WHAT TO PRODUCE = Please print every line from the one containing "Question. Indicate each instance of the rear side" through the last line of the records below, exactly as written and nothing more.

Items from a data source:
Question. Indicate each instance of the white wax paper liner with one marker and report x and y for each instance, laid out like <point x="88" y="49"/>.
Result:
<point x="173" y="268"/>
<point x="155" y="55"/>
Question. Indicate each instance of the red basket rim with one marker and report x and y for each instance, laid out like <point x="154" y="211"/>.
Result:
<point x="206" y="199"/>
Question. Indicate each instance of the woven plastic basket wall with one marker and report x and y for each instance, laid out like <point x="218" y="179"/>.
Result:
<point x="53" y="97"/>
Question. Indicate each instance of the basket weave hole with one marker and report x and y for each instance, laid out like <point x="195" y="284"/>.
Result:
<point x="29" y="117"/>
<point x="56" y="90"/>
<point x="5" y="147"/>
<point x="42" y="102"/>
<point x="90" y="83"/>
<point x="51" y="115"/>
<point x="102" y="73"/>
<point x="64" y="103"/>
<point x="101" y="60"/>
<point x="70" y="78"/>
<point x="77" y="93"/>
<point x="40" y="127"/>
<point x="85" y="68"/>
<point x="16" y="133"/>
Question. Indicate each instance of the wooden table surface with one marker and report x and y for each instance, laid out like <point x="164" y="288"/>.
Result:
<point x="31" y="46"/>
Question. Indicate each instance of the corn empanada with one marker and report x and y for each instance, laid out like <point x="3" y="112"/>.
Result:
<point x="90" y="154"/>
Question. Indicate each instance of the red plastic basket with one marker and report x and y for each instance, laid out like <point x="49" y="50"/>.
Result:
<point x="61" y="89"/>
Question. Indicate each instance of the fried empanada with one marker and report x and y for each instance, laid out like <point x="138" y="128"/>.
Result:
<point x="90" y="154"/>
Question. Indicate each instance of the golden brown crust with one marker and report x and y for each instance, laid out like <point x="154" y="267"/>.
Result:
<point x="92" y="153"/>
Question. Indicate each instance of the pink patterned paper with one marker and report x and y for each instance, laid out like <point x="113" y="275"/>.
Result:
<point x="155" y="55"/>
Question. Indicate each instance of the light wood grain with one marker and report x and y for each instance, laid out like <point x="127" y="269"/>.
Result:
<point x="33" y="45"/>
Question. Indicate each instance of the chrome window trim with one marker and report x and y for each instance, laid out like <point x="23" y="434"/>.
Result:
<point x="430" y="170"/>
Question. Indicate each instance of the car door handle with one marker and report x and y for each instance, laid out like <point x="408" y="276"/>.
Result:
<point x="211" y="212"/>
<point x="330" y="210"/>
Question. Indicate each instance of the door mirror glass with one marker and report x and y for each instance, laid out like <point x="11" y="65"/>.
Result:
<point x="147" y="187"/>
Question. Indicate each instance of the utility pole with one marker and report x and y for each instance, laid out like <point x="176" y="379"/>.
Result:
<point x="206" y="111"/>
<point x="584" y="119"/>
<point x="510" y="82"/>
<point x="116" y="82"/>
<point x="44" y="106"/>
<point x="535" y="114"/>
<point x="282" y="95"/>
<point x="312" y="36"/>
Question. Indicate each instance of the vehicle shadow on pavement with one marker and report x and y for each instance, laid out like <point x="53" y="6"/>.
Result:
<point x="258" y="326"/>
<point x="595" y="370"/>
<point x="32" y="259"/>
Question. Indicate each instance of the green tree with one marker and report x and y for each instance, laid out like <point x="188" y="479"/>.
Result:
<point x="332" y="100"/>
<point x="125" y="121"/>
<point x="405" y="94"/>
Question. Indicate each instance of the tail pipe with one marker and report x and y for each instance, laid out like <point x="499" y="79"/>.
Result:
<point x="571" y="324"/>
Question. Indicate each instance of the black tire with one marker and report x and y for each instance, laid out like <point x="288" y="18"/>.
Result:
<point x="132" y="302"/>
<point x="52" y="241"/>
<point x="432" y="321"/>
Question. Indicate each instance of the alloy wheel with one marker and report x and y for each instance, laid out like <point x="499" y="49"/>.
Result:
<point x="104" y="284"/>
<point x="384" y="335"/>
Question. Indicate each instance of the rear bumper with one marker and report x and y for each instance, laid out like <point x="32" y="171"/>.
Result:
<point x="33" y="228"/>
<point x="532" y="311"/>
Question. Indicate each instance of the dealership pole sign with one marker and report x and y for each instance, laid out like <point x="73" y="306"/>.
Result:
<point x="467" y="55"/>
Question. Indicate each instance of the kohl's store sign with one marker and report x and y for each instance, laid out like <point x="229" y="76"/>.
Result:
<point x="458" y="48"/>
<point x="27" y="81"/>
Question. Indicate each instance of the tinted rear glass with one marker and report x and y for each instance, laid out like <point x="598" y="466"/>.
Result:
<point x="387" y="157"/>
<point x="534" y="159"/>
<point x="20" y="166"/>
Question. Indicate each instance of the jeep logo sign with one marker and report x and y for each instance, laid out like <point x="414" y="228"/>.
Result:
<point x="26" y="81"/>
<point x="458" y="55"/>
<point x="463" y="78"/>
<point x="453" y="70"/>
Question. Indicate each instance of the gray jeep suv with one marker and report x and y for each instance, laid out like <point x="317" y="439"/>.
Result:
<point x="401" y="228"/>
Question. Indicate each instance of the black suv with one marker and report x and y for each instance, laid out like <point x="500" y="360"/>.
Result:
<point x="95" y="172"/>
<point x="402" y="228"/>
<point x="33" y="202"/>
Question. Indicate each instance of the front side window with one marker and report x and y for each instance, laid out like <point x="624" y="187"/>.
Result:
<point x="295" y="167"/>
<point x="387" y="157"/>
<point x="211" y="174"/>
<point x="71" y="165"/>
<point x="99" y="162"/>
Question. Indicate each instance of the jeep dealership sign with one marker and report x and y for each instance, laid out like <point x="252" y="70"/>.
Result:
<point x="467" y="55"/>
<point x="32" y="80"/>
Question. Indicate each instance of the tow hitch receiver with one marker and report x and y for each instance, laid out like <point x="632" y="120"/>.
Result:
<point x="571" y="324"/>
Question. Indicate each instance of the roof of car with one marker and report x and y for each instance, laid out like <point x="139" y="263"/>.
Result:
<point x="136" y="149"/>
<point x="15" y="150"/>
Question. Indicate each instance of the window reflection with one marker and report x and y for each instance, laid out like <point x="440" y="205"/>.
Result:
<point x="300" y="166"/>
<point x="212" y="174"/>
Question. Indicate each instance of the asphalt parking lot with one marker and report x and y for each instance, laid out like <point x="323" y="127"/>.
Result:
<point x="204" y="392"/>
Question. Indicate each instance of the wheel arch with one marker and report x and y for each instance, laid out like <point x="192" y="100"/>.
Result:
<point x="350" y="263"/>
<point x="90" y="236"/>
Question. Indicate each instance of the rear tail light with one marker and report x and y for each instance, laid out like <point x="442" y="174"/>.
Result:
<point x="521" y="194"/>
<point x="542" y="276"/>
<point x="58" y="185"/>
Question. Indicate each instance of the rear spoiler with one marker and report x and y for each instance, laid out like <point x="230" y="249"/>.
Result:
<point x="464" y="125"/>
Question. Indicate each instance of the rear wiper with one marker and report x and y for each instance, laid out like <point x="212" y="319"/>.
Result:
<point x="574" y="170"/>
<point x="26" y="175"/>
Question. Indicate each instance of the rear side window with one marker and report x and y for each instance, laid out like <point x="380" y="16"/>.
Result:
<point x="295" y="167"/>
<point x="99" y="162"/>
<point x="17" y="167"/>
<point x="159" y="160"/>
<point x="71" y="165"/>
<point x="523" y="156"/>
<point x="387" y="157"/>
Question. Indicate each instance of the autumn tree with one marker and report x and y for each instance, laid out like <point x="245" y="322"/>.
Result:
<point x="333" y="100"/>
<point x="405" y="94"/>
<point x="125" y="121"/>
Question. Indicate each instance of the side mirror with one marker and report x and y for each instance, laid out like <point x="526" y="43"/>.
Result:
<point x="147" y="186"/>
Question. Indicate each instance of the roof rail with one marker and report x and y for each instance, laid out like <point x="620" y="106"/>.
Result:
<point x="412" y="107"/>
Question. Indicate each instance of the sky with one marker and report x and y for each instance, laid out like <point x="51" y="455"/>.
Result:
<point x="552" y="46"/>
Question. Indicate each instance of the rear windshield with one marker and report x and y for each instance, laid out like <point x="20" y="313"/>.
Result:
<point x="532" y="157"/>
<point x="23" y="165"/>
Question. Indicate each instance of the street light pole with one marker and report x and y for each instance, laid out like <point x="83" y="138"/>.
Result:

RESULT =
Question. Indicate each instance of the rear side window with one marker and report x and y for each instance, laid out like <point x="380" y="16"/>.
Result:
<point x="295" y="167"/>
<point x="99" y="162"/>
<point x="17" y="167"/>
<point x="159" y="160"/>
<point x="71" y="165"/>
<point x="523" y="156"/>
<point x="387" y="157"/>
Question. Indicate each instance of the autumn tree with one marker and report x and y for each instance, laid out like <point x="245" y="322"/>.
Result:
<point x="333" y="100"/>
<point x="405" y="94"/>
<point x="125" y="121"/>
Question. Indicate each instance of the side mirror with one marker and report x and y for each instance, laid out like <point x="526" y="43"/>.
Result:
<point x="147" y="186"/>
Question. Indicate each instance of the roof rail with one marker and report x and y for each instance, laid out like <point x="620" y="106"/>.
Result:
<point x="412" y="107"/>
Question. Indicate each instance of the sky with one marker and report x and y for each instance, laid out like <point x="51" y="455"/>.
Result:
<point x="552" y="46"/>
Question. Indicate each instance of the rear windshield with one marker and report x and y for each instance, laid out like <point x="20" y="313"/>.
Result:
<point x="532" y="157"/>
<point x="23" y="165"/>
Question. Indicate each instance of the street light pole with one marker and report x and y for each instance, laid out like <point x="83" y="138"/>.
Result:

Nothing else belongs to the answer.